Document section

Objective: To elucidate the molecular basis of G6PD deficiency in the Han and Li nationalities in Hainan, China.
Methods: Polymerase chain reaction and restriction enzyme digestion were used to screen the mutations 1388G-->A, 1360C-->T, 1024C-->T, 592C-->T, 517T-->C, 493A-->G, 487G-->A, 392G-->T and 95A-->G. Single strand conformation polymorphism analysis was used to screen the other mutations followed by DNA sequencing to characterize the mutations of the samples with abnormal SSCP bands.
Results: Of the fifty-nine Han cases with G6PD deficiency, fourteen with 1388G-->A (23.7%), three with 871G-->A(5.1%), one with 835A-->T(1.7%), one with 517T-->C (1.7%), three with 392G-->T(5.1%), and four with 95A-->G(6.8%) were found. Of the thirty-two Li cases with G6PD deficiency, six with 1388G-->A(18.8%), three with 871G-->A(9.4%), and two with 95A-->G(6.3%) were found. A new mutation 835A-->G which causes the substitution of Ala for Thr at 279 in a Han case was identified and named as G6PD Haikou. The enzyme activity of the variant is about 10% of the normal and lower than the activity of the variant 835A-->T with about 40% of the normal. Analysis of the 3D model of human G6PD has revealed that the hydroxyl group of Thr at 279 is a group in maintaining the interaction of the G6PD subunits.

Work order A
Rewrite the part of the G6PD deficiency abstract starting with "Methods: Polymerase chain" and going on through "abnormal SSCP bands.", changing "SSCP bands" to "SSCP patterns".
Work order B
Answer these questions using the G6PD deficiency abstract:
(i) Which two nationalities in Hainan does the study cover?
(ii) What name was given to the new mutation 835A-->G?
(iii) About what percentage of normal enzyme activity does that new variant show?
These entries come from a source unrelated to the text.

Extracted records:
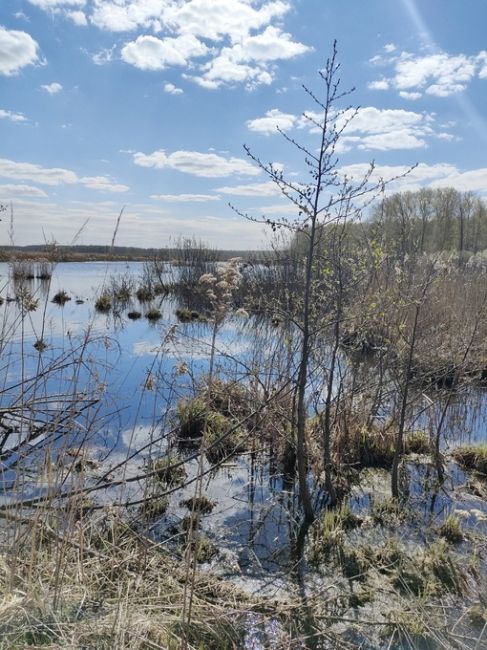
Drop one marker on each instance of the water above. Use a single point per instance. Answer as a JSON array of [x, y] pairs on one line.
[[110, 385]]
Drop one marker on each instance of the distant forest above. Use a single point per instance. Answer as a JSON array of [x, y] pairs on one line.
[[406, 224]]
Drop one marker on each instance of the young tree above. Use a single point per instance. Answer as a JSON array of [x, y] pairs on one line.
[[329, 197]]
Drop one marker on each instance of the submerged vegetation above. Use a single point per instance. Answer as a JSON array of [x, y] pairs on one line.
[[294, 429]]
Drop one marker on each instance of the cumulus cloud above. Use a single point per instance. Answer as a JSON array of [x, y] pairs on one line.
[[53, 88], [17, 50], [379, 84], [369, 128], [151, 53], [237, 38], [55, 176], [249, 61], [252, 189], [77, 17], [12, 117], [10, 191], [207, 165], [211, 19], [440, 74], [54, 4], [103, 184], [172, 89], [36, 173], [185, 198], [272, 120], [103, 56], [435, 176]]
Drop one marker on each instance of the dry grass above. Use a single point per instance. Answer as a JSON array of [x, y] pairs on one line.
[[102, 585]]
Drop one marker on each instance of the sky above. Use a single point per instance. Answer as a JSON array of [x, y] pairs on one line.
[[146, 105]]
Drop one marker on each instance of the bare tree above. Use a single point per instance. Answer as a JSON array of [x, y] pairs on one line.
[[329, 198]]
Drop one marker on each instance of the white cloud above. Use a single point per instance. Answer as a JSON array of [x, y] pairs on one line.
[[17, 50], [253, 189], [216, 19], [210, 19], [8, 191], [127, 15], [13, 117], [78, 18], [438, 175], [53, 88], [36, 173], [482, 60], [279, 209], [386, 129], [410, 95], [104, 56], [207, 165], [54, 4], [185, 198], [249, 60], [379, 84], [271, 121], [172, 89], [369, 128], [151, 53], [237, 38], [102, 184], [440, 74], [55, 176]]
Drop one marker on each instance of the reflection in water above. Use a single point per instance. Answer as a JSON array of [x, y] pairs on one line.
[[129, 375]]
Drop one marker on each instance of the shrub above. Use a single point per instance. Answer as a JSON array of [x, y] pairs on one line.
[[61, 298], [202, 505], [188, 315], [417, 442], [103, 303], [472, 457], [154, 507], [445, 568], [168, 470], [153, 314], [451, 530], [387, 511], [144, 294]]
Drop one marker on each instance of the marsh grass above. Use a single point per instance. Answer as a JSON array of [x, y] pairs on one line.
[[118, 590], [472, 457], [61, 298], [103, 303]]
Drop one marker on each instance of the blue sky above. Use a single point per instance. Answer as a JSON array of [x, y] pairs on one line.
[[147, 104]]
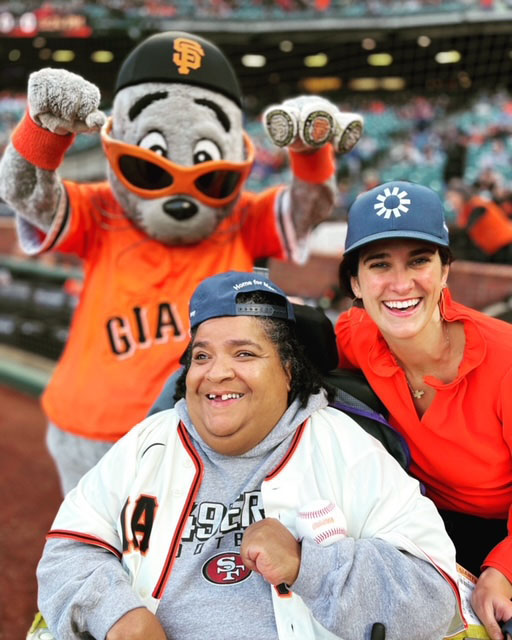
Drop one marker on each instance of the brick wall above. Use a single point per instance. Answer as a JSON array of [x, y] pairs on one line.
[[473, 283]]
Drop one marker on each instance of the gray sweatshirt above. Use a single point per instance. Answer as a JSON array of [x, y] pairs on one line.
[[83, 590]]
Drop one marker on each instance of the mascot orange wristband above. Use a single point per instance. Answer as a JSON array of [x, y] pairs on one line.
[[39, 146], [314, 167]]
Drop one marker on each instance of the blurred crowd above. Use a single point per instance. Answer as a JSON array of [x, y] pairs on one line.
[[249, 9], [433, 141]]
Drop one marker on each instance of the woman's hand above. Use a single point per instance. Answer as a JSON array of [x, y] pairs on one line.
[[137, 624], [491, 601], [271, 550]]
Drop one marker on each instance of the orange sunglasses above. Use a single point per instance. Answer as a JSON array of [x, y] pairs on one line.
[[150, 175]]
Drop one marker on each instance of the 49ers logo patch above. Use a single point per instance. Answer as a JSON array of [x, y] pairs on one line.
[[188, 55], [225, 569]]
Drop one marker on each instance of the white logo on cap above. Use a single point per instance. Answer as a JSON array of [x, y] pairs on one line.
[[384, 206]]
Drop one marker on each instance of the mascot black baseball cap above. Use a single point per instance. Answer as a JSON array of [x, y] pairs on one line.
[[217, 296], [177, 56], [397, 209]]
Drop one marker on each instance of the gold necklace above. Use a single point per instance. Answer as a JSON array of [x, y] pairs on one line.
[[419, 393]]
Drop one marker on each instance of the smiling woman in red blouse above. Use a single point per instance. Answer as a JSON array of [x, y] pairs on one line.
[[444, 372]]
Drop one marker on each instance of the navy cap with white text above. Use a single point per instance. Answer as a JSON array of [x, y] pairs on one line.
[[217, 296]]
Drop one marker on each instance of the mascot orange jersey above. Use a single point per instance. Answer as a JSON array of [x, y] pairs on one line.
[[131, 325], [174, 210]]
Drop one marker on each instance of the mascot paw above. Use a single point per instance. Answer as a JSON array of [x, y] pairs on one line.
[[64, 102], [309, 122]]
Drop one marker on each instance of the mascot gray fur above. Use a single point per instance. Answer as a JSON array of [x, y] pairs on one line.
[[172, 212]]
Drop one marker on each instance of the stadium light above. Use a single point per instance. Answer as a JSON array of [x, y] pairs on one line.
[[380, 59], [392, 83], [253, 60], [448, 57], [102, 56], [316, 60], [368, 44], [63, 55], [364, 84], [321, 85]]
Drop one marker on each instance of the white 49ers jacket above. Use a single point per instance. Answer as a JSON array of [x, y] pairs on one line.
[[155, 467]]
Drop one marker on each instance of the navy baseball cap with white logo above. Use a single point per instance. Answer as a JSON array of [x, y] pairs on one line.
[[396, 209], [216, 297]]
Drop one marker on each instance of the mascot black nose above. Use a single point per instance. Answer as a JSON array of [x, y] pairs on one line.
[[180, 208]]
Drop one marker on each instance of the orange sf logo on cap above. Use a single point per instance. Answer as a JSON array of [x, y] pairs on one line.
[[188, 55]]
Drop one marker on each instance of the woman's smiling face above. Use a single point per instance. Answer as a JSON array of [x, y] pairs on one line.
[[400, 283], [236, 386]]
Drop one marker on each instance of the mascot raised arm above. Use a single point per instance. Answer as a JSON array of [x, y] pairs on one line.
[[173, 211]]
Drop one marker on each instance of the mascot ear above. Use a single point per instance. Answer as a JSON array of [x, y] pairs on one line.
[[176, 56]]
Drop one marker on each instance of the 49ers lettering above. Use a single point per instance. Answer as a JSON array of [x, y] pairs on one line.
[[137, 523], [128, 333]]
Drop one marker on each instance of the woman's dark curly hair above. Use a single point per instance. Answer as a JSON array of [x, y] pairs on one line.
[[305, 379], [349, 267]]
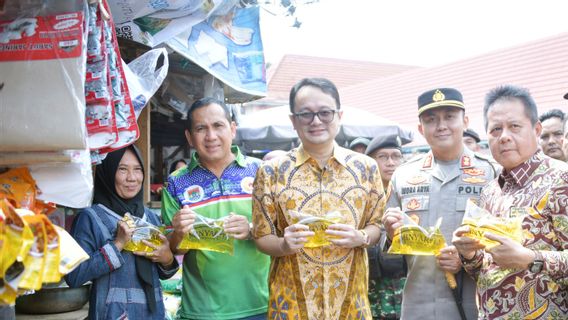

Response box A
Methods: Polymerase chain reaction and restriction enzyme digestion were used to screen the mutations 1388G-->A, 1360C-->T, 1024C-->T, 592C-->T, 517T-->C, 493A-->G, 487G-->A, 392G-->T and 95A-->G. Single strand conformation polymorphism analysis was used to screen the other mutations followed by DNA sequencing to characterize the mutations of the samples with abnormal SSCP patterns.

Response box B
(i) The Han and Li nationalities.
(ii) G6PD Haikou.
(iii) About 10% of normal.